━━━ Data ━━━
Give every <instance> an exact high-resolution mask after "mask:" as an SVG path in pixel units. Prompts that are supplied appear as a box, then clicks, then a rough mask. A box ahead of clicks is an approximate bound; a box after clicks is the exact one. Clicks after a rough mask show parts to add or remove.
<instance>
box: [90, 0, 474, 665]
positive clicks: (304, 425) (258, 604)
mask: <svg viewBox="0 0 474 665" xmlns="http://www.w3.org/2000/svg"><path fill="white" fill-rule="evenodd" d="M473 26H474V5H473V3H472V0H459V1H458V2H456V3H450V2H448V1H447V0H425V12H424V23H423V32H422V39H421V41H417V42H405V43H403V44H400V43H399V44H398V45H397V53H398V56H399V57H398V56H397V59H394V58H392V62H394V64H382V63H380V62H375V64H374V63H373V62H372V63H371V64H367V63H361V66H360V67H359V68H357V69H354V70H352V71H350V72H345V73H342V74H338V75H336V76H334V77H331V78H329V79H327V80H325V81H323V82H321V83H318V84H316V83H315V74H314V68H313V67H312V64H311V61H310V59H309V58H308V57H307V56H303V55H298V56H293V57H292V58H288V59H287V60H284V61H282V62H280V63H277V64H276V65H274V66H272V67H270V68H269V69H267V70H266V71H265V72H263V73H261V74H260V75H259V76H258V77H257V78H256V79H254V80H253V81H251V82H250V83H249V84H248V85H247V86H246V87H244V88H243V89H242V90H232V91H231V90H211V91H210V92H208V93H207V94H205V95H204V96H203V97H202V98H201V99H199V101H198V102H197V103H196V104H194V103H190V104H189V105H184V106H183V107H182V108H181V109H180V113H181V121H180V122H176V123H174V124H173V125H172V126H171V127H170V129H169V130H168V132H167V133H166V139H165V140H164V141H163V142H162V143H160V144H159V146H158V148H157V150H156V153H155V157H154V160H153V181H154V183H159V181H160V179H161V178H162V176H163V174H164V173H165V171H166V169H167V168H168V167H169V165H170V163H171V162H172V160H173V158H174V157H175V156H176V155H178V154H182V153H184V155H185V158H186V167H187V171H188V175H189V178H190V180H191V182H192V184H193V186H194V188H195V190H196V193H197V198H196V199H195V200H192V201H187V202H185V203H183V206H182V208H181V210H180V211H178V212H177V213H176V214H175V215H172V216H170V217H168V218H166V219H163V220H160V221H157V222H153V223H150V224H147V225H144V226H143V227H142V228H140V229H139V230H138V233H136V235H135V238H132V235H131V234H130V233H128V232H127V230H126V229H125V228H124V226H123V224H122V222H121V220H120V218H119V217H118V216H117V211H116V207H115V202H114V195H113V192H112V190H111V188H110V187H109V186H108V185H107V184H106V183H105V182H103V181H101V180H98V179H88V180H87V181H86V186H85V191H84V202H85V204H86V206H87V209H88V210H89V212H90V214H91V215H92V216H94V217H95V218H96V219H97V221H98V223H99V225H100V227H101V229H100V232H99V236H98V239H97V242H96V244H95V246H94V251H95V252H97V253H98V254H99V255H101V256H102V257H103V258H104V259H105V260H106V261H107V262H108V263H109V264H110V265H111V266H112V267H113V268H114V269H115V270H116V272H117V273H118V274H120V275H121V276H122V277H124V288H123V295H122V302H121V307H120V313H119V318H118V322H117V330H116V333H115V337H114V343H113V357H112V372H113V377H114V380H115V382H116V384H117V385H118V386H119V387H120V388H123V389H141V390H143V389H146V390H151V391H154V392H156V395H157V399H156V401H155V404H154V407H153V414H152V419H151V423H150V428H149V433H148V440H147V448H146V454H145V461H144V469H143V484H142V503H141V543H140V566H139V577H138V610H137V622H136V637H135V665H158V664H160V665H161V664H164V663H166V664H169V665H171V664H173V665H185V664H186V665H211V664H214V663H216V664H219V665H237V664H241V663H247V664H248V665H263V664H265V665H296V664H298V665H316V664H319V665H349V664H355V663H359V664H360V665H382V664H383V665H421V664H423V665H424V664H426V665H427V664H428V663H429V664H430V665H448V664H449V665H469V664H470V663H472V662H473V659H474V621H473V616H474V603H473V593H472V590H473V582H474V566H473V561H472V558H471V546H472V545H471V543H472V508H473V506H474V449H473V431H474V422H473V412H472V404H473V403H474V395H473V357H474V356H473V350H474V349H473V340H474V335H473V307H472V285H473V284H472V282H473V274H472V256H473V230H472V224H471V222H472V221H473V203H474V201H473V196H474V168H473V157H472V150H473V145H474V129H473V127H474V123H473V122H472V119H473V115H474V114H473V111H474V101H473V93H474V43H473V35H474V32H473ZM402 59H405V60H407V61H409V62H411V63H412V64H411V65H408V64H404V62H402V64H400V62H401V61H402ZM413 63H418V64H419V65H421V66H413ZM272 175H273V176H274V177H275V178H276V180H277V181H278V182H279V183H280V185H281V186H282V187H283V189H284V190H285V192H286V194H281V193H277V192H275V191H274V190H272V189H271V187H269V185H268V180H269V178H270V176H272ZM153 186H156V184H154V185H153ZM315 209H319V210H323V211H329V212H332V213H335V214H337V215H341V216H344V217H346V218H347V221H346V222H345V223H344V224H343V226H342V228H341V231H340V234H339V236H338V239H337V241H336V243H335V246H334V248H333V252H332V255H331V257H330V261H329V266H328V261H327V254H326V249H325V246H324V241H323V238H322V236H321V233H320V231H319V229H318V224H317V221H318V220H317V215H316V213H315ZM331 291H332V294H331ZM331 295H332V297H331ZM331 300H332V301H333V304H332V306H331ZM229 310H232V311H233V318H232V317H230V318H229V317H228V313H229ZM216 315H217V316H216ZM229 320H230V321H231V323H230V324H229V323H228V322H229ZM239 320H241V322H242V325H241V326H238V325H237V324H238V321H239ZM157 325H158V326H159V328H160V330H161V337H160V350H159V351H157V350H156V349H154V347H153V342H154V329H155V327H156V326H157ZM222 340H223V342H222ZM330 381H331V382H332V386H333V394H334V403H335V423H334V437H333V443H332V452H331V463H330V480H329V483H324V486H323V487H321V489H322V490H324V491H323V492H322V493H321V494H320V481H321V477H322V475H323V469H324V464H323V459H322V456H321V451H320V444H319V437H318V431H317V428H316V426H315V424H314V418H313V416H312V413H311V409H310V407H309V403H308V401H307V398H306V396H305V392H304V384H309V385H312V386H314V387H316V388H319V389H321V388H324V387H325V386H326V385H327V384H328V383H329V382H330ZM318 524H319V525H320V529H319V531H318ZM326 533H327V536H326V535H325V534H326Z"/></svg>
━━━
Work task:
Every line from the data above that contains "instance" must appear in the answer.

Response to this exercise:
Give every <instance> an exact high-resolution mask after "mask:" as an SVG path in pixel units. Prompts that are supplied appear as a box, then clicks, then a rough mask. A box ahead of clicks is an approximate bound; a box after clicks is the exact one. Clicks after a rough mask show parts to add or remove.
<instance>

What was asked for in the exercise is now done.